## [Passage provided]
-- BEGIN --

# smoking baked beans



## jjrd

Is there a recipe or technique for smoking baked beans?

Thanks


----------



## pineywoods

Welcome to SMF glad you joined us. Check out this Wiki Link for some great beans

http://www.smokingmeatforums.com/wiki/dutchs-wicked-baked-beans


----------



## jjrd

Thanks  I saw this one. We are not pepper fans. Are there any others?

Thanks


----------



## eman

Leave the pepper out, I do.


----------



## pineywoods

Here's another one

http://www.smokingmeatforums.com/wiki/dutchs-ranch-style-beans


----------



## bigal

Best thing to ever come outta Dutch's head, his bean recipe! 
	

	
	
		
		



		
			










   I use his basic "principle", but vary it quite a bit...but it's still Dutchs'.  Add mushrooms, smoked sausage, crushed pineapple, cayenne to taste and no jalap/mustard, bbq sauce not ketchup.  Use your mind to add to Dutchs'.  It's a great base, imho.


----------



## ismoke

Dutch's beans are great!  I made them for the first time last week, for a mixed crowd, so I left the japs out.  Left the dry mustard in, and they were the perfect heat for the group.  If I were making them for me only, I'd keep the japs in, but the kids and MIL don't like the heat. 

Next time I do them (whenever I fire up the smoker again, lol) I'm going to sub the ketchup for BBQ sauce, either 1/2 and 1/2 or all of it.  The beans are great though.  I was a little hesitant with the pineapple in the beans, but they were wonderful!  If I want a little more sweetness, I'm thinking I may try pouring that syrup they come in in their with them. 

Anyways, take Dutch's idea, modify it to your liking, and then share with us!


----------



## mballi3011

Here's a different one but it also has peppers in it. You could just leave them out and there's so much stuff in our's that you shouldn't miss them


----------



## pineywoods

When doing beans I usually do two batches of Dutch's Wicked Baked Beans one just like the recipe says and the second one I leave out the japs and cut the mustard in half and give people a choice spicy or not. If they aren't all gone after everybody is gone I mix the two and am very happy I get to have leftover beans


----------



## mongoose

The wicked baked bean recipe is the best.  Leave the peppers out.  I will be making another batch for work next week.


----------

-- END --

## [Short problem A]
Put the records between the lines holding "Here's a bet: you won't be able to pinpoint the plastic" and "361 390 376 442", inclusive, into a numbered list, with blank lines left out.
The forum thread has no connection to the records that come after it.

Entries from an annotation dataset
-- BEGIN --

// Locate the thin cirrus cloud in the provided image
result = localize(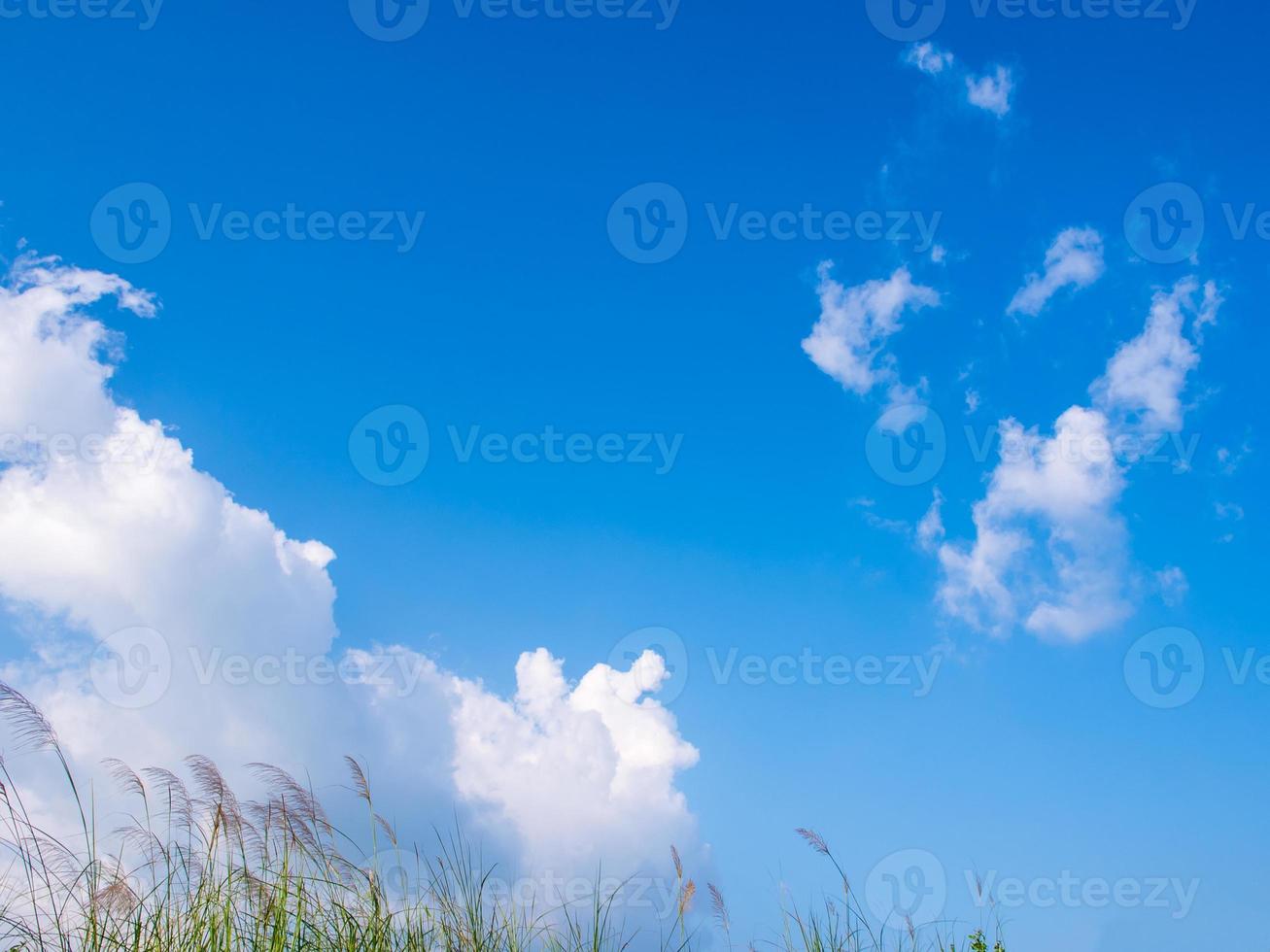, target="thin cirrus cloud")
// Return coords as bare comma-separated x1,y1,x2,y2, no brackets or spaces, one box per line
0,254,698,876
965,66,1014,119
931,278,1221,642
905,42,1014,119
1006,228,1106,318
803,261,940,405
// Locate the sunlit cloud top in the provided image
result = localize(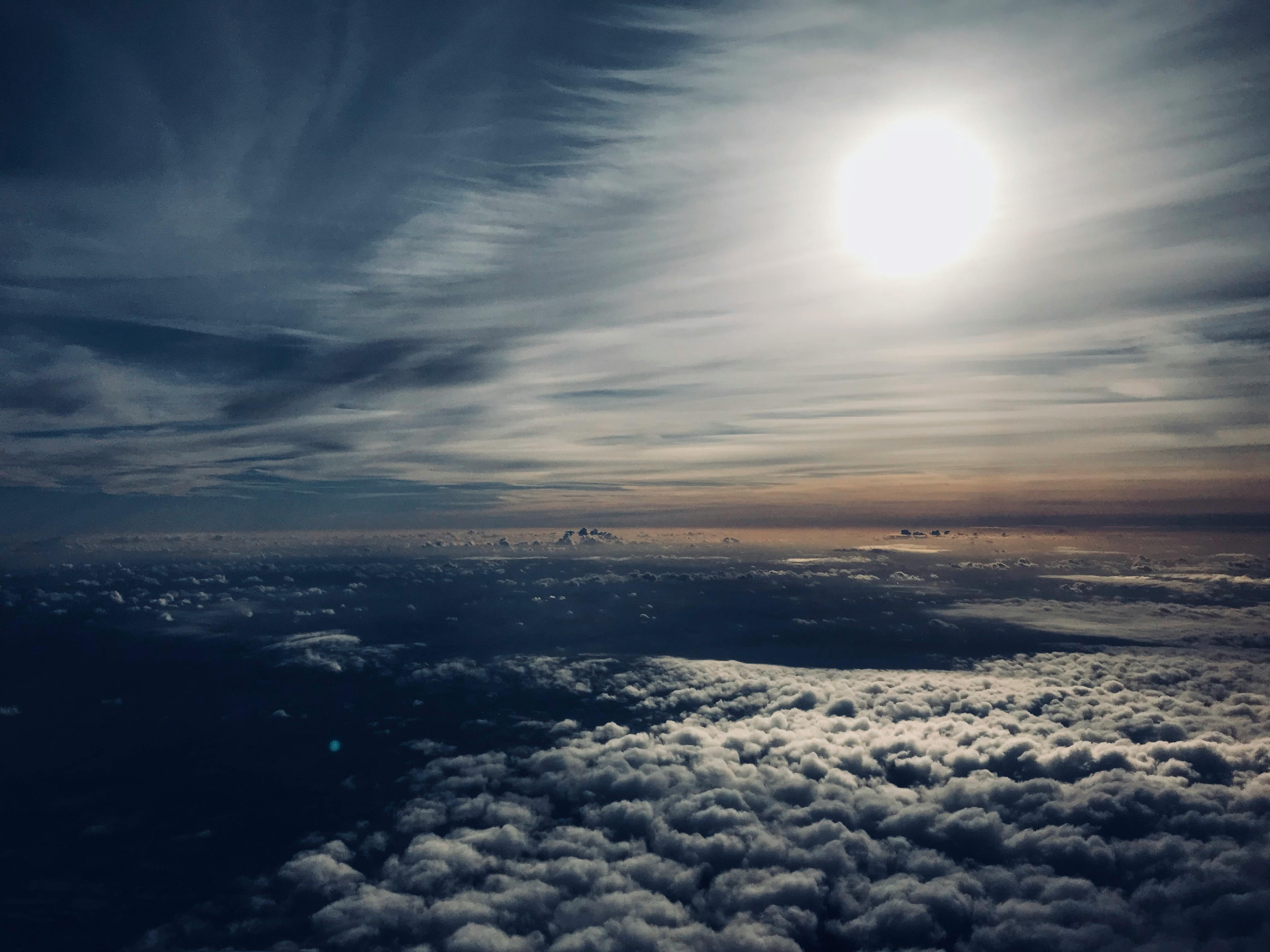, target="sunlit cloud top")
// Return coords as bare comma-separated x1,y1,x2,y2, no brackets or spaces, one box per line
0,3,1270,530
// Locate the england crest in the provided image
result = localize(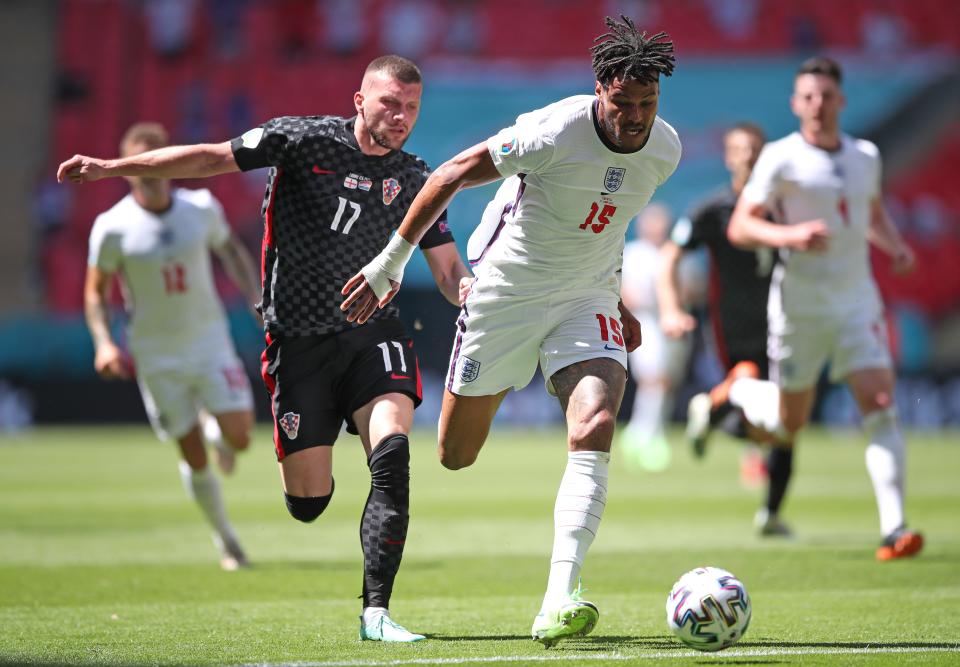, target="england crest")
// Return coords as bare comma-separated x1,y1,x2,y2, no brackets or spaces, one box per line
383,178,400,206
277,412,300,440
603,167,627,192
460,357,480,383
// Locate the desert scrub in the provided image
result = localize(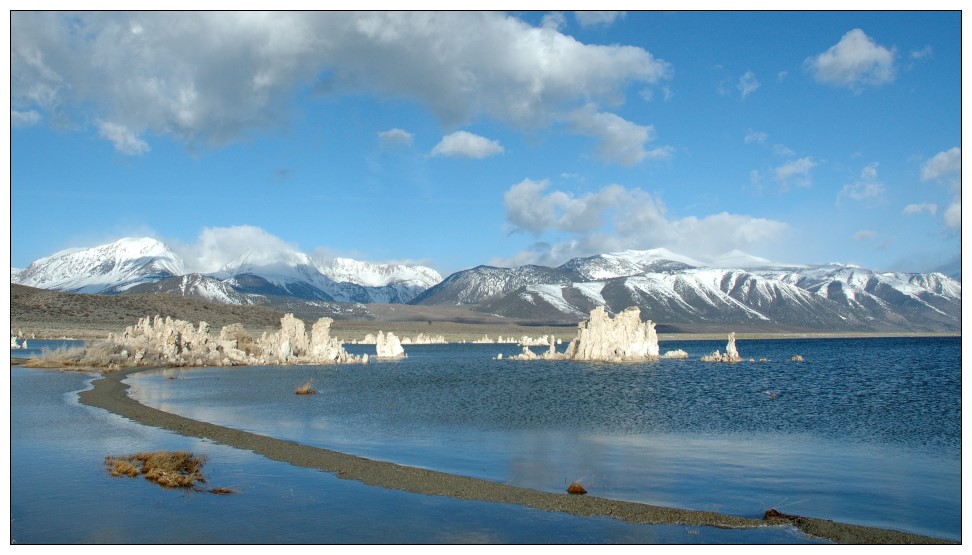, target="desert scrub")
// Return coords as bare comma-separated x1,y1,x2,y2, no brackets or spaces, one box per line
105,451,206,488
294,379,317,395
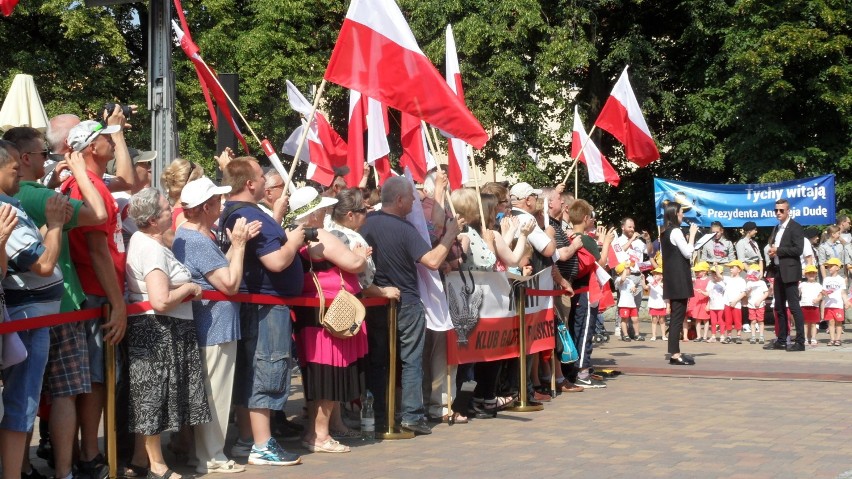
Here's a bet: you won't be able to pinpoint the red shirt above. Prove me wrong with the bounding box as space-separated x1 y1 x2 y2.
60 170 126 296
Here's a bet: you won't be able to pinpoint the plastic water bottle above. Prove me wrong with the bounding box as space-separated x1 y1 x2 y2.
361 390 376 442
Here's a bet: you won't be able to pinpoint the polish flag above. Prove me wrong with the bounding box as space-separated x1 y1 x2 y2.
595 67 660 166
346 90 392 187
283 80 347 186
399 113 435 183
324 0 488 148
446 25 470 190
571 105 621 186
172 0 249 154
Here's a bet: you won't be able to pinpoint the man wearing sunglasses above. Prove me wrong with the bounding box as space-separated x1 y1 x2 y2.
764 198 805 351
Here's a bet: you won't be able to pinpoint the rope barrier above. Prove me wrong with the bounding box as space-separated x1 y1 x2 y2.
0 291 390 334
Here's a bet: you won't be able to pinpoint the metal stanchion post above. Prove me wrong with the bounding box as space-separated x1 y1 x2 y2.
379 300 414 439
102 304 118 479
506 285 544 412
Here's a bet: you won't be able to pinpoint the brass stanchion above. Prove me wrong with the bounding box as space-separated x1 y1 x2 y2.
379 300 414 439
101 304 118 479
506 284 544 412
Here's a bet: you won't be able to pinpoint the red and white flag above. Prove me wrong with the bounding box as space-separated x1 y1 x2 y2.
595 67 660 166
446 25 470 190
399 112 435 183
571 105 621 186
172 0 249 154
282 80 347 186
324 0 488 148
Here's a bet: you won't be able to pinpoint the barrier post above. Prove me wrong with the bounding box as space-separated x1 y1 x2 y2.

-- END --

## [Short problem B]
In the forum thread on smoking baked beans, what does pineywoods do with the two batches of beans if any are left over after everybody is gone?

## [Expected output A]
1. Here's a bet: you won't be able to pinpoint the plastic water bottle above. Prove me wrong with the bounding box as space-separated x1 y1 x2 y2.
2. 361 390 376 442

## [Expected output B]
The two batches get mixed together.